» **Goal of the exercise**:
Reproduce all the entries exactly.

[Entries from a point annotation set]
━━━━━━━━━━━━━━━━

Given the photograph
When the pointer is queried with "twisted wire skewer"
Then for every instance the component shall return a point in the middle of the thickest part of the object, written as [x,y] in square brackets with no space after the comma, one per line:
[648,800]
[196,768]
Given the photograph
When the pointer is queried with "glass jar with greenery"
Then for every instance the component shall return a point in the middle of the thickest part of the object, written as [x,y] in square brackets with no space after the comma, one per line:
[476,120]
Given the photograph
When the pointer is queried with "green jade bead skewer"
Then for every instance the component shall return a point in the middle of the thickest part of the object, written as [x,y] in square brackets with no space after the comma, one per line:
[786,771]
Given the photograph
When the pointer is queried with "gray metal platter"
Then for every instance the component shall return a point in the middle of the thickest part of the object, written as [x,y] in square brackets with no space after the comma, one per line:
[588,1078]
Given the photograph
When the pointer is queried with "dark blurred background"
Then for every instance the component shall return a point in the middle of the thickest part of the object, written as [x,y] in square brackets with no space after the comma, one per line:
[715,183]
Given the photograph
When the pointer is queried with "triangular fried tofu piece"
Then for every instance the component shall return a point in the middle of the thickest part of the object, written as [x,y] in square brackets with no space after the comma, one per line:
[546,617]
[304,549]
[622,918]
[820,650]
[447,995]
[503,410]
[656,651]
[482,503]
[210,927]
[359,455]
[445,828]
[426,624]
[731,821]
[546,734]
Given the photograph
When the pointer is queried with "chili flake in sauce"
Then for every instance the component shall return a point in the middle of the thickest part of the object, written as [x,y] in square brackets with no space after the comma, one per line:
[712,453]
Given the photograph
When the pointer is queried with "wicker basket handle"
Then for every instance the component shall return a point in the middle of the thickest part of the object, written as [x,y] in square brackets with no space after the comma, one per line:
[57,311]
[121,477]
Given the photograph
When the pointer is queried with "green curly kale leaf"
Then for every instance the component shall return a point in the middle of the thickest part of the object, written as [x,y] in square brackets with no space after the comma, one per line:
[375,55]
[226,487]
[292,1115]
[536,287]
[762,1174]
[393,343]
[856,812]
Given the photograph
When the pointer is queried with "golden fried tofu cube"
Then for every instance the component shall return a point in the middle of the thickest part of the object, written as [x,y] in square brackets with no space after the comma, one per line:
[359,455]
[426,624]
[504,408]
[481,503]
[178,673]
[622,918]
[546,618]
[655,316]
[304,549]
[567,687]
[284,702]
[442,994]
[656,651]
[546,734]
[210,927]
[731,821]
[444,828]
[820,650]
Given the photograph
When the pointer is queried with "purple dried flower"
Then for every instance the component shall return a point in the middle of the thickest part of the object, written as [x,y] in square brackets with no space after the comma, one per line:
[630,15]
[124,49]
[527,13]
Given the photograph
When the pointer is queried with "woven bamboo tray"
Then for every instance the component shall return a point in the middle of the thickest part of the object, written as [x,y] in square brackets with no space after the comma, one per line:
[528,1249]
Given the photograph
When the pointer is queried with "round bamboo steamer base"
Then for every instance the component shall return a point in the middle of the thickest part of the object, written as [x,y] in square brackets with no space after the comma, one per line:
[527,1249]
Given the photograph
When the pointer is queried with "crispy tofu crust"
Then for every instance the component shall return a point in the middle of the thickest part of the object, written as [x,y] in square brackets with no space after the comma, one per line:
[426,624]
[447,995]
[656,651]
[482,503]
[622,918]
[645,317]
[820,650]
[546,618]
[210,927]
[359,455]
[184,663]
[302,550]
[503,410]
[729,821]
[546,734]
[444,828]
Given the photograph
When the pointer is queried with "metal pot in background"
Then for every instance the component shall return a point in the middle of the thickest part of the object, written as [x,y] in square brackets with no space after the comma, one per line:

━━━━━━━━━━━━━━━━

» **Exercise output**:
Given the photograph
When the pointer is queried with "twisted wire skewer"
Then for every instance the component shall return a point in the middle of the thickest part of the object, written as [x,y] in square brackets with no space after the comma, one per line:
[648,800]
[196,768]
Given the photograph
When the pointer is queried with "glass jar with greenery"
Then for every instance the component shall return a point in the middle of the thickest part of the object, written as [x,y] in square brackets with no space after the comma, one per line:
[476,120]
Given the photograph
When the pointer is queried with "green jade bead skewer"
Then for every instance the component shall return a point in the middle of the thickest part of the object, written as [x,y] in square brackets with no space after the comma, one per line:
[786,771]
Given the photograph
When the pointer is queried with "gray metal platter"
Then for every instance the component shall return a point in the middle of the thickest part of the object, written as [x,y] in square brackets with no space after the comma, one per line:
[588,1078]
Given the photograph
When the pointer is queried with "dark blurred background"
Then for every instance the component shall return a point in the middle of the thickest part of the object, written as [x,y] in square brackets with no space after the comma, one per line:
[715,183]
Given the photograph
When the pointer is queried with "triangular fried tofu piece"
Then for every instance the component shall return a point in the middle of the thickest part of the object, written as [x,y] in square brackets with no space after the comma, one per line:
[546,617]
[304,549]
[622,918]
[820,650]
[447,995]
[503,410]
[656,651]
[482,503]
[210,927]
[359,455]
[445,828]
[426,624]
[731,821]
[546,734]
Given the photograph
When the pointer is queried with "chili flake in sauce"
Then for every instance the component shall return a point in the middle of the thickest part of the object, written as [x,y] in square brackets with no space after the comma, one per line:
[712,453]
Given the photograph
When the pointer is queried with "wicker basket handle"
Then for every instance the component shall return a point in the middle of the thickest part of the object, written as [x,y] in square brackets with no space after the comma, one per line:
[57,311]
[121,477]
Given the photograph
When the pointer is queried with "green curly kale leaf"
Then for every instance the component shall return a point in the middle of the thickest part of the object, written as [x,y] in square brackets with no space after the comma, one per line:
[375,55]
[226,487]
[292,1115]
[536,287]
[762,1174]
[393,343]
[856,812]
Given the photograph
When the pointer is queried with "golden fried tofu cube"
Then for every instance the component shall return a point in the middle of the thickest part of the object, written as [x,y] in square brackets with no space after the comma, one per line:
[359,455]
[426,624]
[504,408]
[481,503]
[178,673]
[622,918]
[546,618]
[655,316]
[304,549]
[567,687]
[284,702]
[442,994]
[656,651]
[546,734]
[210,927]
[731,821]
[444,828]
[820,650]
Given the photograph
When the pointer is queried with "purple dried flower"
Then for every instance the component shall return a point in the middle of the thickest part of the object, written as [x,y] in square brackets with no space after the comma, one per line:
[630,15]
[124,49]
[527,13]
Given the photograph
When the pointer is queried with "woven bamboo tray"
Then for every instance the component shall return a point in the middle of the thickest part of the object, written as [x,y] in square brackets with no space after the comma, one per line:
[528,1249]
Given the photograph
When the pointer is queried with "round bamboo steamer base"
Then for every instance the component shall return a point in the middle of the thickest part of the object, written as [x,y] in square brackets with no space after the comma, one per line:
[527,1249]
Given the photograph
When the pointer is queried with "crispy tofu crust"
Then for every instance the component shall return a point in the middle of the thickest part of the object, written as [x,y] in square brackets with no space after the comma, one per line:
[426,624]
[447,995]
[656,651]
[482,503]
[622,918]
[645,317]
[820,650]
[546,618]
[210,927]
[359,455]
[184,663]
[302,550]
[503,410]
[729,821]
[546,734]
[444,828]
Given the photograph
When the pointer is queried with "metal pot in background"
Then for every instance the component shall return a point in the middle of the thickest part of the object, written as [x,y] in square brackets with no space after the comma, one per line:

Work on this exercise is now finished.